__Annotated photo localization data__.
────────────────────

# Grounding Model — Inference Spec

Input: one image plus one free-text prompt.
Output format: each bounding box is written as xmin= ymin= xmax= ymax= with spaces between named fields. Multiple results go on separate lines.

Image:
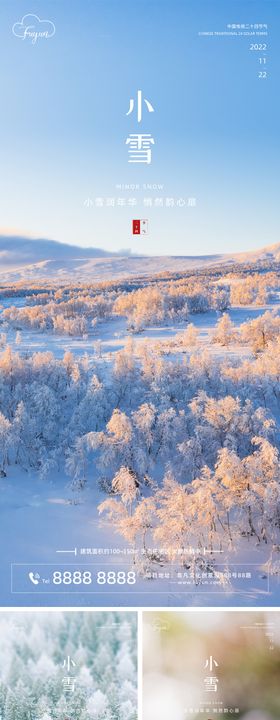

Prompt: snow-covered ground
xmin=0 ymin=302 xmax=274 ymax=361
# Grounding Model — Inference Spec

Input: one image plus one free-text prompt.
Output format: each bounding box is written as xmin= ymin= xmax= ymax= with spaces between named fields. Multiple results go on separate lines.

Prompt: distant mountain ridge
xmin=0 ymin=235 xmax=279 ymax=283
xmin=0 ymin=235 xmax=111 ymax=266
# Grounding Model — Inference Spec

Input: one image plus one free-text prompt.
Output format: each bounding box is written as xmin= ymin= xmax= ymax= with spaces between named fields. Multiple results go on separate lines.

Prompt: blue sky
xmin=0 ymin=0 xmax=279 ymax=256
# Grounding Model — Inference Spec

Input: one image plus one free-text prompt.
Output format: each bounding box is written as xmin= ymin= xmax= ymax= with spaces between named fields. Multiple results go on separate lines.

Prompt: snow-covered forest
xmin=0 ymin=611 xmax=137 ymax=720
xmin=1 ymin=259 xmax=280 ymax=602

────────────────────

__What the task asks__.
Transcribe all the data word for word; the images stay out.

__Answer to this exercise__.
# Grounding Model — Inference Spec

Input: one image plus one free-text prompt.
Output format: each bounding box is written as xmin= ymin= xmax= ymax= with spaces between named fields. Multiple results go on separate lines.

Image:

Prompt: snow-covered ground
xmin=0 ymin=302 xmax=274 ymax=361
# Grounding Model — Inference Spec

Input: one image plus one free-text prompt.
Output format: each bounding box is written as xmin= ymin= xmax= ymax= with spaces between named fields. Multiple results go on separate lines.

Prompt: distant mountain ridge
xmin=0 ymin=235 xmax=279 ymax=283
xmin=0 ymin=235 xmax=111 ymax=266
# Grounding Model — Inference Spec

Input: one image plus one free-text prompt.
Output format: each bounding box is written as xmin= ymin= xmax= ymax= with spaces between named fields. Multiple results go on separate lines.

Prompt: blue sky
xmin=0 ymin=0 xmax=279 ymax=256
# Grounding Model — Inference Spec

Input: one image plus one free-text prompt.
Output format: each bounding box is written as xmin= ymin= xmax= ymax= with spaces between named fields. Multiple results go on separate lines.

Prompt: snow-covered forest
xmin=0 ymin=611 xmax=137 ymax=720
xmin=1 ymin=259 xmax=280 ymax=602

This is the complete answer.